# TO DO:
Set down all the entries again, word for word.

# RECORDS FOR PROCESSING:
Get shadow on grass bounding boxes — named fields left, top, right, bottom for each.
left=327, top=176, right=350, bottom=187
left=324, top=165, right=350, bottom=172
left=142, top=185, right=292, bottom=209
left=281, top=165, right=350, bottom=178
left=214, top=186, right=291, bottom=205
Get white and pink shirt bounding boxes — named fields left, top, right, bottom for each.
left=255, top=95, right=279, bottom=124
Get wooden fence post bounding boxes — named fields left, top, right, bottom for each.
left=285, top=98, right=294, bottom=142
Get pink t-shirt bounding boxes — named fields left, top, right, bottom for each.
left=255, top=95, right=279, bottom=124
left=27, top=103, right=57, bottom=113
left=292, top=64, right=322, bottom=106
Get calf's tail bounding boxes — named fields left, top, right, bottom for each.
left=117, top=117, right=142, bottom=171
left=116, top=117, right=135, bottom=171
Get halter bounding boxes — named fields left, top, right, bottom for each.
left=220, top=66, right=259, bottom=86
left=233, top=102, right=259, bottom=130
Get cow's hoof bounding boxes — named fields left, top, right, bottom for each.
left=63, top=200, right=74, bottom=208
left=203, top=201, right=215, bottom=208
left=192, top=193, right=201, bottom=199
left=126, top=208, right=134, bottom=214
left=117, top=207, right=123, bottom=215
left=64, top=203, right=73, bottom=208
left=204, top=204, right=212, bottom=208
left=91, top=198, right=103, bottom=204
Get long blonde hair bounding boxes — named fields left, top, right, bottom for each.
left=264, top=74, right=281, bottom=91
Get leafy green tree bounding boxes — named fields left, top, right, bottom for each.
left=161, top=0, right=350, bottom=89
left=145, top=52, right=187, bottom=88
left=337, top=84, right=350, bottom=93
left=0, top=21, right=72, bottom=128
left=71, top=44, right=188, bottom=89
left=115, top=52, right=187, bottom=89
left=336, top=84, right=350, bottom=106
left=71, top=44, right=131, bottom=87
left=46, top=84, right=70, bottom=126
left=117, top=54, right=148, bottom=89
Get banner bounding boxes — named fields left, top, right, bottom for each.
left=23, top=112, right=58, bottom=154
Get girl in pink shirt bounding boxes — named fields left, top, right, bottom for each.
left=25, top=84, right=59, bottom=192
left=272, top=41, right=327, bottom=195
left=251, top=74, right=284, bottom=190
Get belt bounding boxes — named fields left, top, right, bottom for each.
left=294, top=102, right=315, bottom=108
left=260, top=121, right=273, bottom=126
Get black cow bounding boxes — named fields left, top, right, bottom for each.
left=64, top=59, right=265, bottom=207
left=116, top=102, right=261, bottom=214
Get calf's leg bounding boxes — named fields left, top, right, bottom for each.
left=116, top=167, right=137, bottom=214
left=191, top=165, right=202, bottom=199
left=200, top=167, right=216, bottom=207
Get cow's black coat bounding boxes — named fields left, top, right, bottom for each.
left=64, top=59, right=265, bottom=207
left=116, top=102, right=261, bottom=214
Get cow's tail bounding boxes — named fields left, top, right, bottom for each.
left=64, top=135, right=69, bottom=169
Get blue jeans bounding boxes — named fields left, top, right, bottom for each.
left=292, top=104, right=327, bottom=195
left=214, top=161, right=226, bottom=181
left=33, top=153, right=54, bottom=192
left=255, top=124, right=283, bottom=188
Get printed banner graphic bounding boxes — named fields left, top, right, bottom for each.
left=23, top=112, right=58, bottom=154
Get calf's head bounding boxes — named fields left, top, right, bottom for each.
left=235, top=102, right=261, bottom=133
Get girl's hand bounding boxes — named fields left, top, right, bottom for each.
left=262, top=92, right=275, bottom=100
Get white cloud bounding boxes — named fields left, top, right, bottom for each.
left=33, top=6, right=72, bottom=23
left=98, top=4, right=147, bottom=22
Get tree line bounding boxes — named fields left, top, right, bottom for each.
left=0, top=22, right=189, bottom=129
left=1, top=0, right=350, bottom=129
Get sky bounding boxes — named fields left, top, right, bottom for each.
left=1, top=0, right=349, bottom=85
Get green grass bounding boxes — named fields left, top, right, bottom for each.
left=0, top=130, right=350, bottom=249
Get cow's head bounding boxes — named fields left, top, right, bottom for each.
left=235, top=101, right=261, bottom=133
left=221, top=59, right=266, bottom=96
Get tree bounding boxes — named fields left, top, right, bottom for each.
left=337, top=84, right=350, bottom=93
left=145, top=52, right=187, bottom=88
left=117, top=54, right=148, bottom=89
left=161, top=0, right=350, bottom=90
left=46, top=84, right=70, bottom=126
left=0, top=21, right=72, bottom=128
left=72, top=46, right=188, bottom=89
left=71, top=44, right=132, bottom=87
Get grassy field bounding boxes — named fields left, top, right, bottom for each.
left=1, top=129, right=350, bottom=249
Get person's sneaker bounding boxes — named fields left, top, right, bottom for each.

# EXERCISE RESPONSE:
Get shadow on grass bounding boxes — named fields left, top, right, bottom for each.
left=327, top=176, right=350, bottom=187
left=324, top=165, right=350, bottom=172
left=142, top=185, right=292, bottom=209
left=281, top=165, right=350, bottom=178
left=214, top=186, right=291, bottom=205
Get white and pink shirt bounding boxes — named fields left, top, right, bottom for each.
left=255, top=95, right=279, bottom=124
Get wooden fence post bounding boxes — named fields left, top, right, bottom for each.
left=285, top=98, right=294, bottom=142
Get pink t-shirt bounding boxes — named fields left, top, right, bottom for each.
left=255, top=95, right=279, bottom=124
left=27, top=103, right=57, bottom=113
left=292, top=64, right=322, bottom=106
Get calf's tail bounding boxes — named fields left, top, right, bottom for each.
left=117, top=117, right=142, bottom=171
left=116, top=117, right=135, bottom=171
Get halter bounding boxes — named fields left, top, right, bottom for each.
left=220, top=66, right=259, bottom=86
left=233, top=102, right=259, bottom=130
Get cow's hoof bounding boxes — named fields left, top, right, bottom for each.
left=63, top=200, right=74, bottom=208
left=203, top=201, right=215, bottom=208
left=192, top=193, right=201, bottom=199
left=126, top=208, right=134, bottom=214
left=117, top=207, right=123, bottom=215
left=64, top=203, right=73, bottom=208
left=204, top=204, right=212, bottom=208
left=91, top=198, right=103, bottom=204
Get long blonde hair bounding boxes — named fields left, top, right, bottom for each.
left=264, top=74, right=281, bottom=91
Get leafy green tree bounding boxes — named fields left, top, right, bottom for each.
left=161, top=0, right=350, bottom=89
left=145, top=52, right=187, bottom=88
left=337, top=84, right=350, bottom=93
left=0, top=21, right=72, bottom=128
left=71, top=44, right=188, bottom=89
left=115, top=52, right=187, bottom=89
left=336, top=84, right=350, bottom=106
left=71, top=44, right=131, bottom=87
left=46, top=84, right=70, bottom=126
left=117, top=54, right=148, bottom=89
Get banner bounding boxes — named fields left, top, right, bottom for each.
left=23, top=112, right=58, bottom=154
Get girl in pink shirt bounding boxes — named fields left, top, right, bottom for each.
left=25, top=84, right=59, bottom=192
left=272, top=41, right=327, bottom=195
left=251, top=74, right=284, bottom=190
Get belt bounding boxes — named fields left, top, right, bottom for each.
left=294, top=102, right=315, bottom=108
left=260, top=121, right=273, bottom=126
Get black cow bounding boxes — named fields left, top, right, bottom for each.
left=64, top=59, right=265, bottom=207
left=116, top=102, right=261, bottom=214
Get calf's leg bounding boxes — named fields left, top, right, bottom for each.
left=116, top=167, right=137, bottom=214
left=191, top=165, right=202, bottom=199
left=200, top=167, right=216, bottom=207
Get cow's black coat bounding boxes — named fields left, top, right, bottom for each.
left=64, top=59, right=265, bottom=207
left=116, top=102, right=261, bottom=214
Get cow's tail bounding boxes — named fields left, top, right, bottom for each.
left=64, top=135, right=69, bottom=169
Get blue jeans bounding boxes — named fields left, top, right, bottom for each.
left=292, top=104, right=327, bottom=195
left=214, top=161, right=226, bottom=181
left=33, top=153, right=54, bottom=192
left=255, top=124, right=283, bottom=188
Get printed banner graphic bounding boxes — named fields left, top, right, bottom for each.
left=23, top=112, right=58, bottom=154
Get calf's head bounding boxes — named fields left, top, right, bottom for each.
left=235, top=102, right=261, bottom=133
Get girl's hand bounding boxes — named fields left, top, right, bottom for each.
left=262, top=92, right=275, bottom=100
Get white cloud bounding boxes — named fields left, top, right, bottom for each.
left=33, top=6, right=72, bottom=23
left=98, top=4, right=147, bottom=22
Get tree line bounding boxes — named fields left, top, right, bottom for each.
left=0, top=22, right=189, bottom=129
left=1, top=0, right=350, bottom=129
Get sky bounding boxes — named fields left, top, right, bottom for each.
left=1, top=0, right=349, bottom=85
Get green grass bounding boxes — named fields left, top, right, bottom for each.
left=0, top=130, right=350, bottom=249
Get cow's head bounding boxes — named fields left, top, right, bottom for each.
left=235, top=101, right=261, bottom=133
left=221, top=59, right=266, bottom=96
Get tree bounding boxes — named fields left, top, right, bottom for each.
left=337, top=84, right=350, bottom=93
left=145, top=52, right=187, bottom=88
left=117, top=54, right=148, bottom=89
left=161, top=0, right=350, bottom=90
left=46, top=84, right=70, bottom=126
left=0, top=21, right=72, bottom=128
left=72, top=46, right=188, bottom=89
left=71, top=44, right=132, bottom=87
Get grassy field bounding boxes — named fields left, top, right, bottom for each.
left=1, top=129, right=350, bottom=249
Get person's sneaker bounding boxes — named fields left, top, right, bottom for each.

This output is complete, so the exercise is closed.